Data records
'''

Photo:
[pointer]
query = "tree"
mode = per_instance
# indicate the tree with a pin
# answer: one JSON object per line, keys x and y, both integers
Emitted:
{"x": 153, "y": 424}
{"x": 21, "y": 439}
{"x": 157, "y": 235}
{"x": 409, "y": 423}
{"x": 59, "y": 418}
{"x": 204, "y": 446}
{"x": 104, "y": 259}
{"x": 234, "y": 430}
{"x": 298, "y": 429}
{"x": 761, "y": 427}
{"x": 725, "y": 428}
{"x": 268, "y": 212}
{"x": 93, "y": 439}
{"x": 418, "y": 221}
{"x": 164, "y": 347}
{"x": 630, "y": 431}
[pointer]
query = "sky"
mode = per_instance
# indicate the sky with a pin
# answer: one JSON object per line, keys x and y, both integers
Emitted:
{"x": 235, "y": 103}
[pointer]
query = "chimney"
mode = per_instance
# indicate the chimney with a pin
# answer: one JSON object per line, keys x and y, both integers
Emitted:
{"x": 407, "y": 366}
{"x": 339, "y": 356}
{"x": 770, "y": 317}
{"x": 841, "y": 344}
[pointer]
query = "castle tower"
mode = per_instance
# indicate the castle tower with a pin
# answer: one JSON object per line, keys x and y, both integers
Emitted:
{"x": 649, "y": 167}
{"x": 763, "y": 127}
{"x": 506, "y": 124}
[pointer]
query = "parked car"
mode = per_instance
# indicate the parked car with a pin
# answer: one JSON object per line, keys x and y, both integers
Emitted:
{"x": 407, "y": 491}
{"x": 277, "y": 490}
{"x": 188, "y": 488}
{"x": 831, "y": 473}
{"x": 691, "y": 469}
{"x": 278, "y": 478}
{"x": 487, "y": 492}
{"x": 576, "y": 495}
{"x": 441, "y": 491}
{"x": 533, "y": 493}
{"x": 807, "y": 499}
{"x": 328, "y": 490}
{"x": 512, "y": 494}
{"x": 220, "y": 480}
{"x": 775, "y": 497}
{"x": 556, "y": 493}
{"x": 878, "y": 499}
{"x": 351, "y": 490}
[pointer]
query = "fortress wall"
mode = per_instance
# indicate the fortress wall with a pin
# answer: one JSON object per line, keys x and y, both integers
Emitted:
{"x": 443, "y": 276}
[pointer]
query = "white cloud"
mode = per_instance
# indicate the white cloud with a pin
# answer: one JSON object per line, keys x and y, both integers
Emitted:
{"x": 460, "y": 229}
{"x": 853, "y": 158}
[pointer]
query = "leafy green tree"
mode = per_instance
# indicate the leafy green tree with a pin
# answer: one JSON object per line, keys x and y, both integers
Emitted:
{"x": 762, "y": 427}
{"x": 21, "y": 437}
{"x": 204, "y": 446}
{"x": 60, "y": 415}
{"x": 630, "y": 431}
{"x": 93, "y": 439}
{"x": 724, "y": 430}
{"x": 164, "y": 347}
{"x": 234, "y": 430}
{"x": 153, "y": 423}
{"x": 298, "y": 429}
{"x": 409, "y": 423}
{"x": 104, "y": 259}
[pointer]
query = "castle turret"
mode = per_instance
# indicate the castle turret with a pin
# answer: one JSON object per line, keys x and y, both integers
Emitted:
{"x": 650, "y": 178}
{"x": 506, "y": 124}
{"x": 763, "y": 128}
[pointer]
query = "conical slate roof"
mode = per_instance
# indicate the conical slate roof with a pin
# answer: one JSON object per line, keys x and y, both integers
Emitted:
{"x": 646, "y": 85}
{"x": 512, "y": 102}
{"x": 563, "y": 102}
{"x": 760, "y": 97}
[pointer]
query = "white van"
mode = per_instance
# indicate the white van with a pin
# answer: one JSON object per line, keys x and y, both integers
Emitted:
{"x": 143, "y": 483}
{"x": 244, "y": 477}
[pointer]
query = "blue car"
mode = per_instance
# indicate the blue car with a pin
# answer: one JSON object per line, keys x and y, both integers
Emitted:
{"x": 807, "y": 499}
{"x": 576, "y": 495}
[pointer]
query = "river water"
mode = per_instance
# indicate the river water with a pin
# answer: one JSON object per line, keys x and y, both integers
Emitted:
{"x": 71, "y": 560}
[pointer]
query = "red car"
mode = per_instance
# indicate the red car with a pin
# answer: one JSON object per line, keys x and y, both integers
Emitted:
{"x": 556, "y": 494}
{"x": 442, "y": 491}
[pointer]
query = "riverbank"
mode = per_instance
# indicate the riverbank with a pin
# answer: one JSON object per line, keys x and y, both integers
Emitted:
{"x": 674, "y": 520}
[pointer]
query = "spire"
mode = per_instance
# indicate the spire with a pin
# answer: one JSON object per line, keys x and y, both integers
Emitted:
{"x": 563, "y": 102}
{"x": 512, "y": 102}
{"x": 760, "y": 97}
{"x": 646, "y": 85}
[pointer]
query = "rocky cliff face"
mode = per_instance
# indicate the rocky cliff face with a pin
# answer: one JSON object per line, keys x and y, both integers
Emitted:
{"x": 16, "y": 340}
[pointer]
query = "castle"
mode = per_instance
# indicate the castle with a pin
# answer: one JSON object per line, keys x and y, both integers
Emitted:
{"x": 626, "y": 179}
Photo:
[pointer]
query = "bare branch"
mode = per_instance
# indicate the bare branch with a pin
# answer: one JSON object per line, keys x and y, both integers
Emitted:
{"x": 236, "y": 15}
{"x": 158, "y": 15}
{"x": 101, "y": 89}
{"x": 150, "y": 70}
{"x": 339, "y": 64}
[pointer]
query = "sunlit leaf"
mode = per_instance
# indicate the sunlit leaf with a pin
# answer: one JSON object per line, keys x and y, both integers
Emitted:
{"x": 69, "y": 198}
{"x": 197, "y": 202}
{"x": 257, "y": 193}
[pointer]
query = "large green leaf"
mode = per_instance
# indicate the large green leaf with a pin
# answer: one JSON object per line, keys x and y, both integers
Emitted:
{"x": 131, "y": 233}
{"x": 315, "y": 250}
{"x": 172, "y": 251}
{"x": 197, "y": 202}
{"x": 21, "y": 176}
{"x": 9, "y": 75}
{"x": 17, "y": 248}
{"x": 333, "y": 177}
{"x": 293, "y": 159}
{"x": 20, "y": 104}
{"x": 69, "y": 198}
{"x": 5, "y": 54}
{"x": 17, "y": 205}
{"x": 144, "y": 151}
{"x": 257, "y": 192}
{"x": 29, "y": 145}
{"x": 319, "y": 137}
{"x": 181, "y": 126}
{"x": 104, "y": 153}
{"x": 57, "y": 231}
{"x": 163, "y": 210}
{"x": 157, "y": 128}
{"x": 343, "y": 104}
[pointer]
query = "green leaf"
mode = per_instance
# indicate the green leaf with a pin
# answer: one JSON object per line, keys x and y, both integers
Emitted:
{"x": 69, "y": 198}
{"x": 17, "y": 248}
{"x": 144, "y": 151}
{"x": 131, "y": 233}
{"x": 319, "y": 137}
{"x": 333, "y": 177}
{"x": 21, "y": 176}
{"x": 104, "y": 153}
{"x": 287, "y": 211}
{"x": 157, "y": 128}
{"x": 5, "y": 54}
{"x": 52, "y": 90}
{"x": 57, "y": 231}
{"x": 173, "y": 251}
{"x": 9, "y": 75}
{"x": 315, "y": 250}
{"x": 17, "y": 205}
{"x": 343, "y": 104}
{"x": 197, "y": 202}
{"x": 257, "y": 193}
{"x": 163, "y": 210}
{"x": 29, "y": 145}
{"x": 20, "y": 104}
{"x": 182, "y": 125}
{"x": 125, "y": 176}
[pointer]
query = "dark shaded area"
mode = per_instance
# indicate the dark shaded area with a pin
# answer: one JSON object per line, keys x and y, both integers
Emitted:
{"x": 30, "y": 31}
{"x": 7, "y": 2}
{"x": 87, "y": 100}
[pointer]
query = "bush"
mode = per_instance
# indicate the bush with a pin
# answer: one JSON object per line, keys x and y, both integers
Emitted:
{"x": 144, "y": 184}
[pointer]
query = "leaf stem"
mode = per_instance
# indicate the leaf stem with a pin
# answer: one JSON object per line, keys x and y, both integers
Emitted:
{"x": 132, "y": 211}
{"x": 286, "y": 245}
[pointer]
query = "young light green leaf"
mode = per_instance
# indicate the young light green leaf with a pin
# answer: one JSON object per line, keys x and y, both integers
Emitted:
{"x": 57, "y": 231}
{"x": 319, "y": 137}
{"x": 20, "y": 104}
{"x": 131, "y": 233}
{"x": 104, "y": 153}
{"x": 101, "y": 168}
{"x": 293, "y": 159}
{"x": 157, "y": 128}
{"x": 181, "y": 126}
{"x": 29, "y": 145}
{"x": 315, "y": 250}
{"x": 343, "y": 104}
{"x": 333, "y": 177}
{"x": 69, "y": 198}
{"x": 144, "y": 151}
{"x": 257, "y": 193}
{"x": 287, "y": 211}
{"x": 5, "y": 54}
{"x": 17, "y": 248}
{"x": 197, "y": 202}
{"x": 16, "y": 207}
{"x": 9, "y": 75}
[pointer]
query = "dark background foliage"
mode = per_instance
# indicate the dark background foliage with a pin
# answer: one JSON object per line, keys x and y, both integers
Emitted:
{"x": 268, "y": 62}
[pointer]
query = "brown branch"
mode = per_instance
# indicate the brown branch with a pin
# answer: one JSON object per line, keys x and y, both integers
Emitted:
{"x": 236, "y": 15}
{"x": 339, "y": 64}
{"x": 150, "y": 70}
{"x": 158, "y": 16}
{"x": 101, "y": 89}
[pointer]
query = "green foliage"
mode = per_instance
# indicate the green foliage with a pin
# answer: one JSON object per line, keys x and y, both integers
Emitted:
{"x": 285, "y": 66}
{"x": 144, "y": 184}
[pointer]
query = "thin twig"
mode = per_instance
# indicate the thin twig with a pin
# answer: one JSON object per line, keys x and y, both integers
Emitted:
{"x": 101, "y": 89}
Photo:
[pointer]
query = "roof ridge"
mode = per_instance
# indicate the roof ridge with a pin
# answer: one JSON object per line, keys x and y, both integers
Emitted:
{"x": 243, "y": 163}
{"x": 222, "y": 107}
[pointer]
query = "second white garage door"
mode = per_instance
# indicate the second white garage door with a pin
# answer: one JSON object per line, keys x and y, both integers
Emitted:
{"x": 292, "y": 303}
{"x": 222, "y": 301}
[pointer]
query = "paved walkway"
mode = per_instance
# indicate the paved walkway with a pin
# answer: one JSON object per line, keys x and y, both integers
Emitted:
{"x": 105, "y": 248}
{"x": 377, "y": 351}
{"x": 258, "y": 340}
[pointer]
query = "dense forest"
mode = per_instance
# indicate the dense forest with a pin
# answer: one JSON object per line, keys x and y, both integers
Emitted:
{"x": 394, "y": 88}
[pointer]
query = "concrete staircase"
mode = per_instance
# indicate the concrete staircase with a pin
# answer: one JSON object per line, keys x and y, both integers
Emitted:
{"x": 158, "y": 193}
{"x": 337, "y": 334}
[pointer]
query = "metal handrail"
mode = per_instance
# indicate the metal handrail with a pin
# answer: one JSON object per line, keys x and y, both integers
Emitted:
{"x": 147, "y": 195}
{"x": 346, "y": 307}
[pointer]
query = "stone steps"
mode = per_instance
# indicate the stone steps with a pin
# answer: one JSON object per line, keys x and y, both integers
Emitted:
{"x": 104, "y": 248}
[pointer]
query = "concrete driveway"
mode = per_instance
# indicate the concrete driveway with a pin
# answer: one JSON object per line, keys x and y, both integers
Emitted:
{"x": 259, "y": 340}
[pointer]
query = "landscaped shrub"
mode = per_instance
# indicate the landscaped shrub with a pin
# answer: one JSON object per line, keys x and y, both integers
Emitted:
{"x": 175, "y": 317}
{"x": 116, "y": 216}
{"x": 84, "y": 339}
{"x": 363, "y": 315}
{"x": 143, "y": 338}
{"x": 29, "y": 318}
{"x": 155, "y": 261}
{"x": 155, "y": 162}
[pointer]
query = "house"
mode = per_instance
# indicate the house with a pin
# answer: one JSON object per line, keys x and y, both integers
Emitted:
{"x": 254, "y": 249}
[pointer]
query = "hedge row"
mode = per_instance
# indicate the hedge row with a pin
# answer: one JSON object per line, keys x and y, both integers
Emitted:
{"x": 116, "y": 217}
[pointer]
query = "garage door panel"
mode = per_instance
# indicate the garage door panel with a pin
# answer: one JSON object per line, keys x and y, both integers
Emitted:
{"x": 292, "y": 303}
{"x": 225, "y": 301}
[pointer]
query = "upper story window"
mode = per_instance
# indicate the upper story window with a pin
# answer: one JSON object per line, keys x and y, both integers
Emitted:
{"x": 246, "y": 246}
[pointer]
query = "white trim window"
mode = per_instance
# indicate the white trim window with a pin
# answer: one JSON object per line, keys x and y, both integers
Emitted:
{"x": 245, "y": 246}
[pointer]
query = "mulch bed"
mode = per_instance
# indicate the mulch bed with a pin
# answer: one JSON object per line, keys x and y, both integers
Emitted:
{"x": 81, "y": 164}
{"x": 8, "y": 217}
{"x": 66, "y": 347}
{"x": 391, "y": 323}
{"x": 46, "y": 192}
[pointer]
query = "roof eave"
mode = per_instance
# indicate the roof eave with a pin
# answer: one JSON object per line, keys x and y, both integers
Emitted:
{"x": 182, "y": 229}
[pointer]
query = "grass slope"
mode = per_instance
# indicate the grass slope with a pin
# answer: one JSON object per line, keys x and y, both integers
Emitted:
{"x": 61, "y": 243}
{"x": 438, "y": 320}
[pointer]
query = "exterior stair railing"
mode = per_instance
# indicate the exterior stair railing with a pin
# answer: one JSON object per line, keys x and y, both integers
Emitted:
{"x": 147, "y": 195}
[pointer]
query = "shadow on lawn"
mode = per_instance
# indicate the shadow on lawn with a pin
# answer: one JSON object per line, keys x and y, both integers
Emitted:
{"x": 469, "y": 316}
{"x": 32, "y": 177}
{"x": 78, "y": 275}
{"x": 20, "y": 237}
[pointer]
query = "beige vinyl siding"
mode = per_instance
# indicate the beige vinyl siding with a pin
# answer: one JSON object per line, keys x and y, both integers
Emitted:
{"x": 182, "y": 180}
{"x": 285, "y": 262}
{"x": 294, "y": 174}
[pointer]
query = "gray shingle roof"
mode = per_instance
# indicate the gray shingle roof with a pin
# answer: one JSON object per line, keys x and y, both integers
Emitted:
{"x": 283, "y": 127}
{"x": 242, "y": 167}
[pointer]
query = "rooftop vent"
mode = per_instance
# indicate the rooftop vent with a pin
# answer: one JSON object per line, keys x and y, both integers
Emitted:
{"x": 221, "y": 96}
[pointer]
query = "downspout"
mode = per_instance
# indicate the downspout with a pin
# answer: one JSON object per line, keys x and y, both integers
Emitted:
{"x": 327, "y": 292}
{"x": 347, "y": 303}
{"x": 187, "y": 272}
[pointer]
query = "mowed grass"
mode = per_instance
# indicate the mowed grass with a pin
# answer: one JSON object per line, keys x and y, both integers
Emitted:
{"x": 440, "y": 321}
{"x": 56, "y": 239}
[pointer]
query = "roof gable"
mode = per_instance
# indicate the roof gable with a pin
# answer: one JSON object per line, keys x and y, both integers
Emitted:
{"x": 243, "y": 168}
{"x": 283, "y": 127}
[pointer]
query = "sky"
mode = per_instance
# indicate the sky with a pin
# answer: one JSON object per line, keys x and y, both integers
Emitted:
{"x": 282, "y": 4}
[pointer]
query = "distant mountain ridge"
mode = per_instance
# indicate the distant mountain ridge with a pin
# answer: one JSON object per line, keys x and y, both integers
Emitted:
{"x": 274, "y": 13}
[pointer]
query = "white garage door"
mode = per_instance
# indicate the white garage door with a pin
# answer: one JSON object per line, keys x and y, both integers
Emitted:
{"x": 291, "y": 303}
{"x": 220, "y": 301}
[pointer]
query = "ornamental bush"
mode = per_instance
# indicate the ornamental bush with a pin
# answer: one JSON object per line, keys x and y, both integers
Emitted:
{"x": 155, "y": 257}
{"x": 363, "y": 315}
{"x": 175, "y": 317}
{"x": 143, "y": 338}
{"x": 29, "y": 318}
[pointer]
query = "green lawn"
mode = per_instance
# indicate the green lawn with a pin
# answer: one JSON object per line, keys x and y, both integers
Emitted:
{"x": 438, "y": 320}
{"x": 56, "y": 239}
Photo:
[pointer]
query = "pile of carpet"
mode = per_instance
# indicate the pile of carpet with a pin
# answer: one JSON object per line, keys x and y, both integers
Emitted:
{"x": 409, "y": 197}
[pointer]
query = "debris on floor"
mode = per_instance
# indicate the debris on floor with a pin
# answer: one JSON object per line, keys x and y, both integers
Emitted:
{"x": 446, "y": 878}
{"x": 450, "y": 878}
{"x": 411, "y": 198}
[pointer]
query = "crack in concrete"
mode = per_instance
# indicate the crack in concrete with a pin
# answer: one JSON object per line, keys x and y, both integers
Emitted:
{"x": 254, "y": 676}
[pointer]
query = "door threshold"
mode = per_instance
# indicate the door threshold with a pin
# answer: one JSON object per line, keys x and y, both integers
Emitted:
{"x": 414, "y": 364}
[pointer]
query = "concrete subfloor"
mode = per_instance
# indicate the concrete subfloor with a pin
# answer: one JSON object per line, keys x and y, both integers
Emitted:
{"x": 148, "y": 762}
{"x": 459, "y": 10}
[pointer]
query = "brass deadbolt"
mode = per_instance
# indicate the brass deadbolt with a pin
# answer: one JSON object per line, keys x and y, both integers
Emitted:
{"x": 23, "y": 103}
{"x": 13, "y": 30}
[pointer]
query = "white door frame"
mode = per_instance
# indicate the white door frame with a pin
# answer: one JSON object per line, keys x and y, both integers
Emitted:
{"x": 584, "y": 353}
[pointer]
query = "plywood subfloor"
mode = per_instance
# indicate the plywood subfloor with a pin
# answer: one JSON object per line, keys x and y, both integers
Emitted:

'''

**Problem description**.
Please transcribe only the lines in the records above running from the line that has "# indicate the thin twig with a pin" through the line that has "# indicate the second", both included, exactly as they appear.

**Reply**.
# indicate the thin twig with a pin
# answer: one JSON object per line, keys x and y, both integers
Emitted:
{"x": 101, "y": 89}
Photo:
[pointer]
query = "roof ridge"
mode = per_instance
# indicate the roof ridge with a pin
# answer: one JSON object per line, keys x and y, both integers
Emitted:
{"x": 243, "y": 163}
{"x": 222, "y": 107}
[pointer]
query = "second white garage door"
mode = per_instance
# indicate the second white garage door with a pin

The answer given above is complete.